▶ _The exercise_
Copy out every line of the listing that contains the word "plant".

Source data:
┄┄┄┄┄┄┄┄┄┄┄┄┄┄┄┄┄┄┄┄
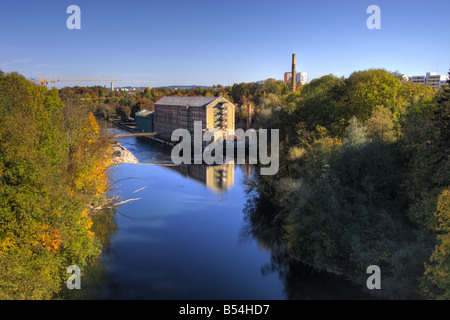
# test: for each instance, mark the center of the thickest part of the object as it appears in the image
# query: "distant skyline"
(198, 42)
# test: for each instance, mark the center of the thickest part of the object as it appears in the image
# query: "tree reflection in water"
(301, 282)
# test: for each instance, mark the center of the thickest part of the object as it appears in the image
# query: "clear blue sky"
(206, 42)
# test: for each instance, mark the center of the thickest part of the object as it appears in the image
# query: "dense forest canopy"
(364, 179)
(53, 168)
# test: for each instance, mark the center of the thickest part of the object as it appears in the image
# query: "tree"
(380, 125)
(436, 282)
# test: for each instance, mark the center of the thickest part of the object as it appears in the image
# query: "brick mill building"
(173, 113)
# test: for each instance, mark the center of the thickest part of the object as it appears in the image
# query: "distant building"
(300, 77)
(173, 113)
(431, 79)
(144, 121)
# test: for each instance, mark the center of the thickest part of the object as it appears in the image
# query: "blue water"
(181, 238)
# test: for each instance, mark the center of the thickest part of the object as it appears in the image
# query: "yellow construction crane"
(44, 81)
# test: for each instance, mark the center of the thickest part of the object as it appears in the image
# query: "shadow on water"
(204, 238)
(301, 282)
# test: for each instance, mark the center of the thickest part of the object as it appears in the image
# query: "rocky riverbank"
(122, 155)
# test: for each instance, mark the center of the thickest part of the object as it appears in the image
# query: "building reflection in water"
(216, 178)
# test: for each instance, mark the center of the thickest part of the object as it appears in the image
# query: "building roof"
(186, 101)
(143, 113)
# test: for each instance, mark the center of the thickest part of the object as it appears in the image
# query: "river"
(185, 235)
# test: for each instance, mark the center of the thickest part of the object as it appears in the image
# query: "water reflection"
(180, 242)
(216, 178)
(300, 281)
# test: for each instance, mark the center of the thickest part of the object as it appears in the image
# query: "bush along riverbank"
(53, 170)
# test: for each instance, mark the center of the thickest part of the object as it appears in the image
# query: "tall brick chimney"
(294, 83)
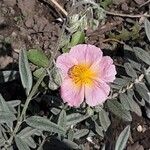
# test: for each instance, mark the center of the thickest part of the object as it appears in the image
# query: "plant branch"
(126, 15)
(145, 3)
(139, 79)
(59, 7)
(29, 98)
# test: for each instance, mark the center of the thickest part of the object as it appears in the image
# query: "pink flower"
(86, 74)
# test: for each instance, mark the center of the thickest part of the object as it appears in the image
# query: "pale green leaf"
(38, 58)
(104, 119)
(116, 108)
(147, 28)
(44, 124)
(25, 72)
(81, 133)
(142, 54)
(21, 144)
(122, 139)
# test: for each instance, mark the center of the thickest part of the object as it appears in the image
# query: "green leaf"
(130, 104)
(5, 113)
(27, 132)
(6, 76)
(122, 139)
(25, 72)
(116, 108)
(77, 38)
(75, 118)
(30, 142)
(44, 125)
(142, 54)
(71, 144)
(99, 129)
(62, 120)
(143, 91)
(6, 117)
(37, 73)
(104, 119)
(55, 79)
(147, 28)
(38, 58)
(21, 144)
(81, 133)
(130, 71)
(71, 134)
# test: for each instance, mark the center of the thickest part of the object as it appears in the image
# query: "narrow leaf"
(130, 71)
(25, 72)
(62, 120)
(116, 108)
(142, 54)
(130, 104)
(38, 58)
(104, 119)
(147, 28)
(21, 144)
(122, 139)
(44, 124)
(75, 118)
(80, 133)
(143, 91)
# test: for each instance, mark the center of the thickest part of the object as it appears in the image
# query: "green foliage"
(125, 34)
(38, 58)
(105, 3)
(122, 139)
(147, 28)
(77, 38)
(25, 72)
(55, 79)
(118, 109)
(44, 124)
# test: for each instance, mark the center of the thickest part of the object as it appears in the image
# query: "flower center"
(81, 74)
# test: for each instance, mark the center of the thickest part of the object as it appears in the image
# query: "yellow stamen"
(82, 74)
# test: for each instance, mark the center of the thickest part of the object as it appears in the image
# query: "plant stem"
(29, 98)
(59, 7)
(139, 79)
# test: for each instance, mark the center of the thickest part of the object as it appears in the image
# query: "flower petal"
(96, 94)
(65, 62)
(72, 94)
(86, 53)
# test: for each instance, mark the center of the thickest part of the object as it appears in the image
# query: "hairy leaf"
(21, 144)
(122, 139)
(116, 108)
(147, 28)
(142, 54)
(44, 124)
(80, 133)
(104, 119)
(38, 58)
(25, 72)
(75, 118)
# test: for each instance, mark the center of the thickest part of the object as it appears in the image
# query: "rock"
(29, 22)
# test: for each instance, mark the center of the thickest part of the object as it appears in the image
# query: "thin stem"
(42, 143)
(145, 3)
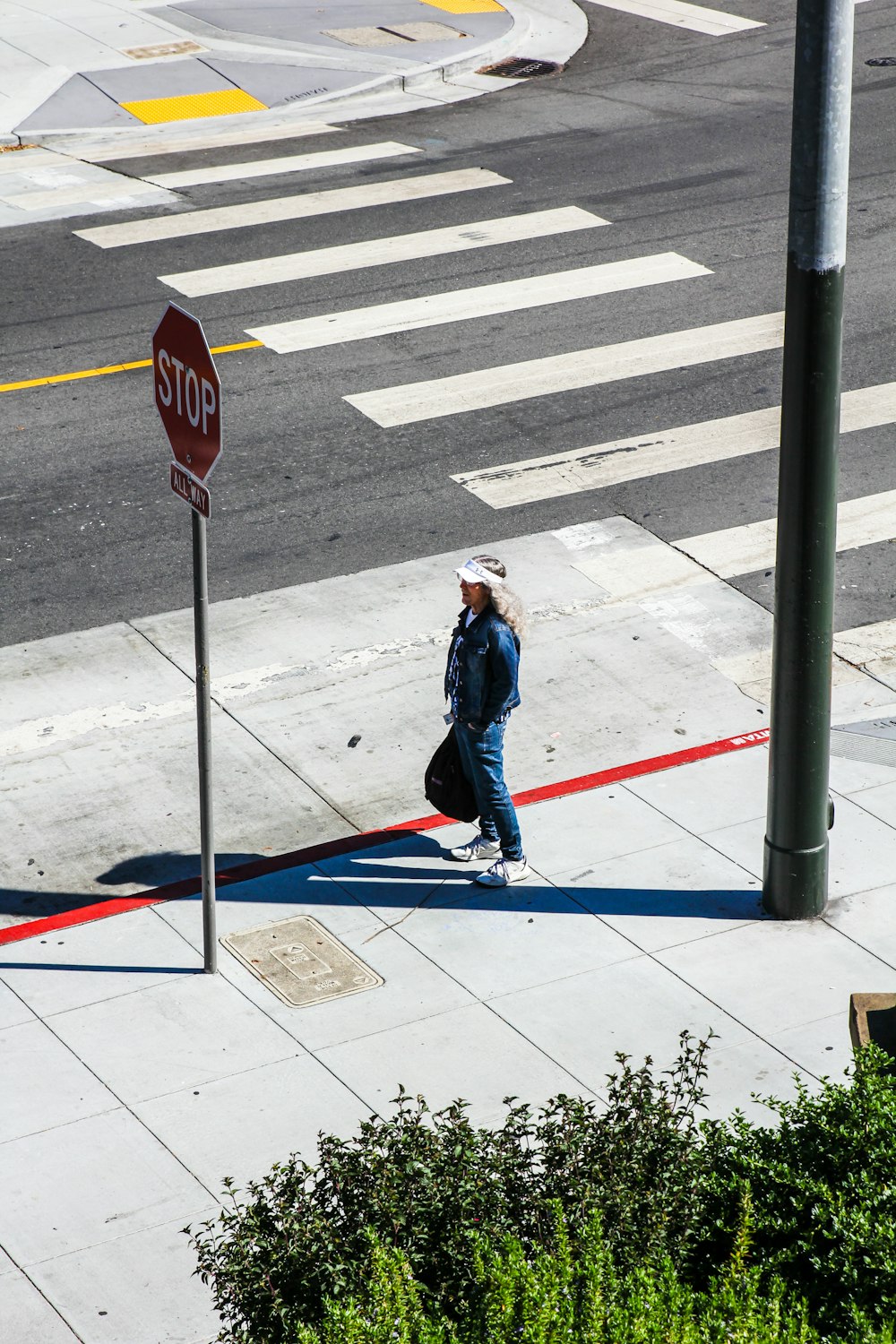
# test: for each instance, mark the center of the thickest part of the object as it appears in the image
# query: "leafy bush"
(560, 1296)
(823, 1185)
(427, 1183)
(806, 1203)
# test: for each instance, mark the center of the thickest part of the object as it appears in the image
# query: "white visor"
(474, 573)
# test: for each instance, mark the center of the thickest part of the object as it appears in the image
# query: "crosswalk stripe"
(479, 301)
(381, 252)
(694, 16)
(743, 550)
(292, 207)
(657, 452)
(290, 163)
(413, 402)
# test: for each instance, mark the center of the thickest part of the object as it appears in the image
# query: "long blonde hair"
(504, 599)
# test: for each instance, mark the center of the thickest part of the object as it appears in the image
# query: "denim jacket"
(481, 674)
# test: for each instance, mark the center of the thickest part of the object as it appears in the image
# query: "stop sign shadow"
(187, 392)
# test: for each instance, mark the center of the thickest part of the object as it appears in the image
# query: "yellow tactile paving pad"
(466, 5)
(220, 104)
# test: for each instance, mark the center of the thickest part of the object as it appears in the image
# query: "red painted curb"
(368, 839)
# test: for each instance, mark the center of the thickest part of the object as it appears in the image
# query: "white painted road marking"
(661, 451)
(743, 550)
(694, 16)
(381, 252)
(481, 301)
(413, 402)
(292, 207)
(290, 163)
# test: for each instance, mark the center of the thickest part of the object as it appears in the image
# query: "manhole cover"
(517, 67)
(301, 961)
(872, 741)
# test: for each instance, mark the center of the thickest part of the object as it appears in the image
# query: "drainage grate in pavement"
(872, 741)
(517, 67)
(301, 961)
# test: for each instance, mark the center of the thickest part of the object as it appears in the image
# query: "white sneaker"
(476, 849)
(504, 871)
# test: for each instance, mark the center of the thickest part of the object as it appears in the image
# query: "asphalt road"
(681, 142)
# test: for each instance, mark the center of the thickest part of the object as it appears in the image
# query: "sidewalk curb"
(549, 30)
(371, 839)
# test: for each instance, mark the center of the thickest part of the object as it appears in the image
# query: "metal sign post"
(203, 725)
(187, 392)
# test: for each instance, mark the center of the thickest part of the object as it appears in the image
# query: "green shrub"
(807, 1203)
(427, 1183)
(560, 1296)
(823, 1185)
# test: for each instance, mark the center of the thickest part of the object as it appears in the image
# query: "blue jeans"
(482, 761)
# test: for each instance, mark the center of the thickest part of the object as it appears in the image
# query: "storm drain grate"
(872, 741)
(301, 961)
(517, 67)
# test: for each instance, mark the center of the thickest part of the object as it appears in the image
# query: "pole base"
(794, 883)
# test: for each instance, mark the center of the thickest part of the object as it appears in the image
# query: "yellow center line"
(115, 368)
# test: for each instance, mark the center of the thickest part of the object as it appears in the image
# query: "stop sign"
(187, 392)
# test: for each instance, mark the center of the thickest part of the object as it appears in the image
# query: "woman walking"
(481, 685)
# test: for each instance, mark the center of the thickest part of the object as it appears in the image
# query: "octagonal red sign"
(187, 392)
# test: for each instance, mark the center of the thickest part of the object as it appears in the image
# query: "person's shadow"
(150, 871)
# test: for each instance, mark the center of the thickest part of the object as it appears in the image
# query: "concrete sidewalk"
(134, 1083)
(128, 73)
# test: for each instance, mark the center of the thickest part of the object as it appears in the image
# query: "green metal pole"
(796, 854)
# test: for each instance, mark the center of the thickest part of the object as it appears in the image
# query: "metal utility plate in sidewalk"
(872, 741)
(301, 961)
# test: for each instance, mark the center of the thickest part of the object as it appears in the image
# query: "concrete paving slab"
(279, 85)
(880, 801)
(128, 796)
(96, 1175)
(753, 1066)
(13, 1010)
(495, 943)
(177, 1035)
(77, 105)
(710, 795)
(821, 1048)
(860, 849)
(239, 1126)
(831, 968)
(414, 992)
(279, 895)
(850, 776)
(159, 80)
(869, 919)
(667, 895)
(433, 1056)
(136, 1289)
(27, 1317)
(94, 962)
(397, 876)
(43, 1083)
(595, 825)
(637, 1007)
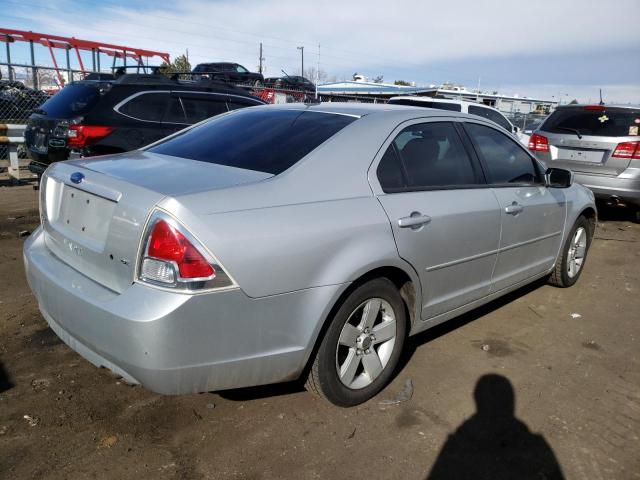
┄┄┄┄┄┄┄┄┄┄┄┄┄┄┄┄┄┄┄┄
▶ _Solution below_
# query: "plant branch"
# query: "plant stem"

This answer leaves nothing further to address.